* start READING TEXT *
I just tested several special leading characters in file names to place them earliest in a folder for Windows 7 (and later). I can't speak to other operating systems. The following characters sort in this "alphabetical" order:
1 ( ) Space
2 (-) Hyphen
3 (!) Exclamation point
4 (_) Underscore
5 (~) Tilde
6 [The rest of the A-Z alphabet and numerals]*
7 (ο) [Some presentable Unicode character]

You may want to place a file or folder at the end (beyond Z) rather than at the beginning, preferably with a presentable looking leading character. My preference is a Cyrillic Small Letter O, Unicode 03BF (Decimal 0959), which looks like a hollow bullet; something like (o LastTemp). For readability, I like to place a space between the special leading character and the rest of the name, but you need not do that.
* end READING TEXT *
SHORT PROBLEM 1:
Could you copy out all of the records below line for line, leaving every character as it is?
* start GIVEN RECORDS *
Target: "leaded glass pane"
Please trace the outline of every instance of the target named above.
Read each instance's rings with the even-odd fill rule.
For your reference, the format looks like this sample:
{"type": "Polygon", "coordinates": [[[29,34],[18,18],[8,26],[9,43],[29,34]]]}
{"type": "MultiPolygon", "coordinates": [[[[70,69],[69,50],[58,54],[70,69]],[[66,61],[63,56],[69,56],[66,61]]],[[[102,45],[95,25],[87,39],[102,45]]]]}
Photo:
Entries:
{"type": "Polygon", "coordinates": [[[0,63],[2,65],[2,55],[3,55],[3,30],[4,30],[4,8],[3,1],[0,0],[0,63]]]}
* end GIVEN RECORDS *
SHORT PROBLEM 2:
Would you reproduce the entire note above on leading characters for sorting file names in Windows, word for word and unchanged?

CORRECT RESULT 1:
Target: "leaded glass pane"
Please trace the outline of every instance of the target named above.
Read each instance's rings with the even-odd fill rule.
For your reference, the format looks like this sample:
{"type": "Polygon", "coordinates": [[[29,34],[18,18],[8,26],[9,43],[29,34]]]}
{"type": "MultiPolygon", "coordinates": [[[[70,69],[69,50],[58,54],[70,69]],[[66,61],[63,56],[69,56],[66,61]]],[[[102,45],[95,25],[87,39],[102,45]]]]}
Photo:
Entries:
{"type": "Polygon", "coordinates": [[[0,63],[2,65],[2,55],[3,55],[3,30],[4,30],[4,8],[3,1],[0,0],[0,63]]]}

CORRECT RESULT 2:
I just tested several special leading characters in file names to place them earliest in a folder for Windows 7 (and later). I can't speak to other operating systems. The following characters sort in this "alphabetical" order:
1 ( ) Space
2 (-) Hyphen
3 (!) Exclamation point
4 (_) Underscore
5 (~) Tilde
6 [The rest of the A-Z alphabet and numerals]*
7 (ο) [Some presentable Unicode character]

You may want to place a file or folder at the end (beyond Z) rather than at the beginning, preferably with a presentable looking leading character. My preference is a Cyrillic Small Letter O, Unicode 03BF (Decimal 0959), which looks like a hollow bullet; something like (o LastTemp). For readability, I like to place a space between the special leading character and the rest of the name, but you need not do that.